** What you need to do **
Can you copy, word for word, the part of the prairie conservation update that opens with "Hiking the Fort" and closes with "of the Park."?

** Given passage **

────────────────

This year the Buffalo Commons had a breakthrough. Now we need your help more than ever. 2014 promises exciting and challenging work ahead!

 

Here's some of what happened in 2013:

 

New 100,000 acre Buffalo Range: Tribal Resolution passed by the Oglala Sioux Tribe to allow 1,000 wild buffalo and human healing to return to Pine Ridge Indian Reservation in South Dakota. 
 
After years and years of locally-led work, the Oglala Sioux Tribe will now be creating a 100,000 acre highway-to-highway Buffalo Range encompassing the South Unit of Badlands National Park, which will ultimately be a Tribal National Park. A lot of restoration work must be done but the first of 1,000 planned wild buffalo are expected to be reintroduced by November 2015. GPRC's Oglala Lakota team contributed 9 years of work to this effort, and now will be coming back on board to assist with the prairie restoration needs and green jobs programming. If you know how deeply native people and wildlife have suffered on the Great Plains, you know how powerful and exciting this story of healing is. 

 

Pictured: Original buffalo skull left over from the 1800's slaughter, hidden in the badlands of the South Unit of Badlands National Park, Pine Ridge Indian Reservation, South Dakota.

  


 

Fort Worth Prairie Park: We have fought almost 8 years for its safety. The beautiful, lush Fort Worth Prairie Park is still alive, but threatened again! 
 
This vestige of original tallgrass prairie Eden "where the West begins" came under new threat by the Texas General Land Office this past summer. 2014 is going to require all of us like never before. Across the state of Texas there is an urgent scramble to save the last of the platinum prairies. The Fort Worth Prairie Park is a high profile battle not only because of its size, but also because it is one of Texas' most important breeding and resting grounds for the international migrations of Monarch butterflies and grassland nesting birds. The Fort Worth Prairie Park is also an easily accessible refuge for people to walk and breathe for miles in a landscape that shows how just how alive and beautiful the legendary Texas prairie once was. 

 

Hiking the Fort Worth Prairie Park: Fulton Murray, Venture Capitalist/Philanthropist, Laura Wood, President, DM Wood Foundation, Jim Bradbury, Attorney at Law, Bill Fuller, Investment Advisor

 

Houston's Esteban Park to add homeless green housing: In Houston's Esteban Park, we have created plans to add 4 green-designed prairie cottages for Restoration Not Incarceration™ workers as part of the overall design of the Park.

────────────────

** Material provided **
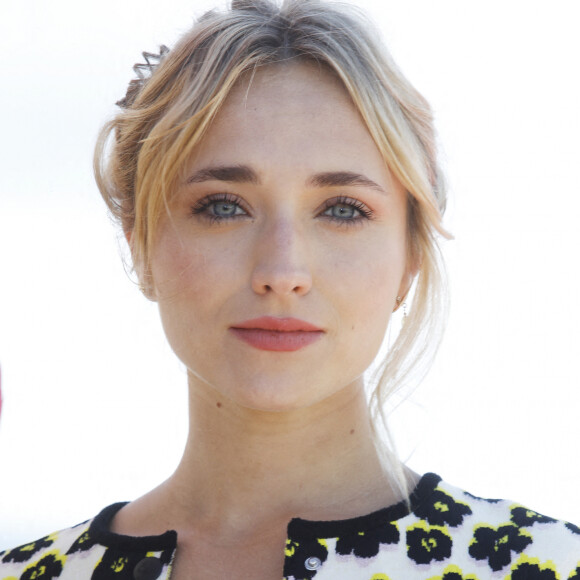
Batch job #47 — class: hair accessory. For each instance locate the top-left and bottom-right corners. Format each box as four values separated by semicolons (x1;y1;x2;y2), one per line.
115;44;169;109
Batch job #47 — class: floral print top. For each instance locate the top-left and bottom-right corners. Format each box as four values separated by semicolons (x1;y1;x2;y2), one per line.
0;473;580;580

────────────────

** Output below **
Hiking the Fort Worth Prairie Park: Fulton Murray, Venture Capitalist/Philanthropist, Laura Wood, President, DM Wood Foundation, Jim Bradbury, Attorney at Law, Bill Fuller, Investment Advisor

 

Houston's Esteban Park to add homeless green housing: In Houston's Esteban Park, we have created plans to add 4 green-designed prairie cottages for Restoration Not Incarceration™ workers as part of the overall design of the Park.